* [Instructions for the task]: Format the entries below as a Markdown table with the columns Row and Line, numbering each line and omitting blank lines. Start at the first line of the entries and stop after the line containing "23 247 L 91".

◆ ◆ ◆ ◆ ◆

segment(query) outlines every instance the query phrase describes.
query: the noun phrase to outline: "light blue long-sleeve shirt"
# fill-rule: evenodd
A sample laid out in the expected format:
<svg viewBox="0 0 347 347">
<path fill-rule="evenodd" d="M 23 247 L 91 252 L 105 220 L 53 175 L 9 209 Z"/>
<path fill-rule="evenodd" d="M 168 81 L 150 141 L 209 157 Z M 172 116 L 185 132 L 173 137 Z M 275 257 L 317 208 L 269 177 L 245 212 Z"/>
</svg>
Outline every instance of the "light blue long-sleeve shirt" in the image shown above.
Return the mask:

◆ ◆ ◆ ◆ ◆

* [Answer for the task]:
| Row | Line |
|---|---|
| 1 | segment(query) outlines every instance the query phrase describes. |
| 2 | query: the noun phrase to outline: "light blue long-sleeve shirt" |
| 3 | # fill-rule: evenodd |
| 4 | A sample laid out in the expected format: |
| 5 | <svg viewBox="0 0 347 347"> |
| 6 | <path fill-rule="evenodd" d="M 23 247 L 91 252 L 105 220 L 53 175 L 9 209 Z"/> |